Excerpts from a point labeling dataset

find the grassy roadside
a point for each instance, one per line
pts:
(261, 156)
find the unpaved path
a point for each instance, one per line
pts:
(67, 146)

#### [Requirement]
Please lay out every line of the records above as a numbered list, skipping any blank lines.

#### [Output of the exercise]
1. find the grassy roadside
2. a point for each instance, one per line
3. pts:
4. (261, 156)
5. find the unpaved path
6. a point for each instance, one per line
7. pts:
8. (67, 146)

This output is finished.